[[ RECORD EXCERPTS open ]]

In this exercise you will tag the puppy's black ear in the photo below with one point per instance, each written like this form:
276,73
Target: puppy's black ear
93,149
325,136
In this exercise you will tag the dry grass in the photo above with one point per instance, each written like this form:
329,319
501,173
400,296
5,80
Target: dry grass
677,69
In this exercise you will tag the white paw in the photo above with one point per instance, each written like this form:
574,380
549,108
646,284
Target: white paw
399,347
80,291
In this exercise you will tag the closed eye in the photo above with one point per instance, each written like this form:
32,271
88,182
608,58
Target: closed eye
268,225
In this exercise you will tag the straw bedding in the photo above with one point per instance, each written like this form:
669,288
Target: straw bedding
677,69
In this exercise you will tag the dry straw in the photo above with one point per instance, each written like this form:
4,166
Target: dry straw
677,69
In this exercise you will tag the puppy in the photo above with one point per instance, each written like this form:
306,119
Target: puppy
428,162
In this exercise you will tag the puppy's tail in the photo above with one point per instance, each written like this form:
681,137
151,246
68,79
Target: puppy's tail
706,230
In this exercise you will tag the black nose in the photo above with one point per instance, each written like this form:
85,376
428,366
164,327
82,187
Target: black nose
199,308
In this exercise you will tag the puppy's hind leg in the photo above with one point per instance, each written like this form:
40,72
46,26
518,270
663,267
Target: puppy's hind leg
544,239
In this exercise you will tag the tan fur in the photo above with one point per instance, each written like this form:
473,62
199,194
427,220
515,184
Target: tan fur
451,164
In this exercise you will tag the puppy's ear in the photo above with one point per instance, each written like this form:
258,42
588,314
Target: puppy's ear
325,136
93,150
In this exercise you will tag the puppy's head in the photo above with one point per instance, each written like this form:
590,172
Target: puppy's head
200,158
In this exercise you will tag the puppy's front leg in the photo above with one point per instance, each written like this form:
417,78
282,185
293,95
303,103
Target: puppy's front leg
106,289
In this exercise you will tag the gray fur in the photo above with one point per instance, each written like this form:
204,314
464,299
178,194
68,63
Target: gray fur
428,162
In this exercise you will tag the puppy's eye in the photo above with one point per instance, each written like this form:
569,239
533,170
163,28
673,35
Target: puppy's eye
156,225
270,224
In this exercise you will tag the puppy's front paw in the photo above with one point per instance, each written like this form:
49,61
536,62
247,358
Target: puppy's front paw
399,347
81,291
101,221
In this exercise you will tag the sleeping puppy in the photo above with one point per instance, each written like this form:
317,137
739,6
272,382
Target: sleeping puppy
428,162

[[ RECORD EXCERPTS closed ]]
[[ RECORD EXCERPTS open ]]

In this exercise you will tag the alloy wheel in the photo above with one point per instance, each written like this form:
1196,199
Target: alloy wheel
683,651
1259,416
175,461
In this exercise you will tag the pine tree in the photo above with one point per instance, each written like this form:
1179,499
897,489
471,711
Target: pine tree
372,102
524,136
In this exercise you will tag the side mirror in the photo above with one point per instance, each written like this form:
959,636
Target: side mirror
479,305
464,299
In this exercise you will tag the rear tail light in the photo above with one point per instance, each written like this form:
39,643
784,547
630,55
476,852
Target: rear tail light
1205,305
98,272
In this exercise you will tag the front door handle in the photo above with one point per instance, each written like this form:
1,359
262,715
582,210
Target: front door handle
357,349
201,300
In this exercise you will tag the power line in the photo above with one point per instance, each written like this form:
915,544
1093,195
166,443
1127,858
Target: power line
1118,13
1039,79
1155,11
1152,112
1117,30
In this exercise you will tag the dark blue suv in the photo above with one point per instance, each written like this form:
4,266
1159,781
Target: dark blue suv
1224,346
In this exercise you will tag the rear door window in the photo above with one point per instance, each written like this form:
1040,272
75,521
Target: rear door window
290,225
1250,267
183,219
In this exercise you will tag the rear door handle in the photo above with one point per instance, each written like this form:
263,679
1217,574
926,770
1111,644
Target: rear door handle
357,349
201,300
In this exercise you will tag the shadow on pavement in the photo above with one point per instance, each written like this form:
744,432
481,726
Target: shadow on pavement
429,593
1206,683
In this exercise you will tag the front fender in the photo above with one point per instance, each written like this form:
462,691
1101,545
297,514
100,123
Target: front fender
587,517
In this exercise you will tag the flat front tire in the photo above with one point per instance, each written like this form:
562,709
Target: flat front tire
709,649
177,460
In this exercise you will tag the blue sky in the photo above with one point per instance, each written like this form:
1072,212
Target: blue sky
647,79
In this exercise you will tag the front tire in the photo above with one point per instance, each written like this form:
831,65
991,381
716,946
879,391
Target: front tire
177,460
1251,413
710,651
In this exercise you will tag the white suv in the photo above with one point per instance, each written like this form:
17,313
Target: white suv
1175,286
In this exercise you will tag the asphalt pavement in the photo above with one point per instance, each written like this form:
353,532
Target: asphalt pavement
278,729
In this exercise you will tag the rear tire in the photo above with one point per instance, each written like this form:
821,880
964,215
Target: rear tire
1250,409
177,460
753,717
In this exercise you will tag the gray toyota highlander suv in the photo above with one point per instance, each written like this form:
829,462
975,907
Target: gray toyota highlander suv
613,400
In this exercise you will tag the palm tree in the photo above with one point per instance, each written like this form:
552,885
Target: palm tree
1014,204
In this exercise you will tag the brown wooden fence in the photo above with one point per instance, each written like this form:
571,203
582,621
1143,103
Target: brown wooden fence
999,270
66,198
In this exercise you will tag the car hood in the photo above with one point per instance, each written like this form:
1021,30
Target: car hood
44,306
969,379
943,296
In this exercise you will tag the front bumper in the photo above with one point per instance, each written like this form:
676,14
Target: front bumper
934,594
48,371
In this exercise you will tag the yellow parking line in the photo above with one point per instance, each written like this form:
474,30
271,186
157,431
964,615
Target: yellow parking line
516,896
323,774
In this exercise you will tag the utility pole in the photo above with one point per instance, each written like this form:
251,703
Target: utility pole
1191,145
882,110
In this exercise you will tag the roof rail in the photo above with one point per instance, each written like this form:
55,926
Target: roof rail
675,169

[[ RECORD EXCERPTS closed ]]

Please return the lines above that run from the line containing "In this exercise you will tag the puppy in" to the line containing "In this exercise you will tag the puppy's front paw", inclusive, exactly and with no other lines.

In this exercise you will tag the puppy in the photo above with one point per instance, each written like this form:
306,119
Target: puppy
428,162
In this exercise you will tag the puppy's tail in the photo above with one point per instance, each written like this form:
681,137
151,246
68,79
Target: puppy's tail
706,230
In this exercise you will tag the black nose in the photo above with one point per instance, each written like this form:
85,376
428,366
164,327
82,187
Target: black nose
199,308
In this exercise you will tag the puppy's hind leg in the photo above with one point per instance, each written like this form:
40,72
46,26
518,270
663,267
Target: puppy's hind leg
544,239
In this exercise you will tag the tan fur in the photo above with one point per instance, each written like this form:
473,62
199,194
427,220
515,184
Target: tan fur
451,164
In this exercise you will tag the puppy's ear in the photo above with one point per instance, each written like this form:
258,42
588,314
Target: puppy's ear
325,136
93,150
In this exercise you will tag the puppy's head in the photo above with one point per instance, each written like this form:
590,172
Target: puppy's head
200,158
In this exercise you will tag the puppy's front leg in the photo above with one point per instance, each written like this form:
417,78
282,185
293,95
303,103
Target: puppy's front leg
106,289
In this exercise you will tag the gray fur in the photo above with one point per instance, each written like this form:
204,314
464,299
178,194
68,63
Target: gray fur
428,162
In this exercise you will tag the puppy's eye in the photo above with one point per instance, each written like this form:
569,239
533,170
163,28
673,35
Target: puppy's eye
156,225
270,224
In this exercise you will tag the puppy's front paw in the photo above with one point per instance, each written like this form:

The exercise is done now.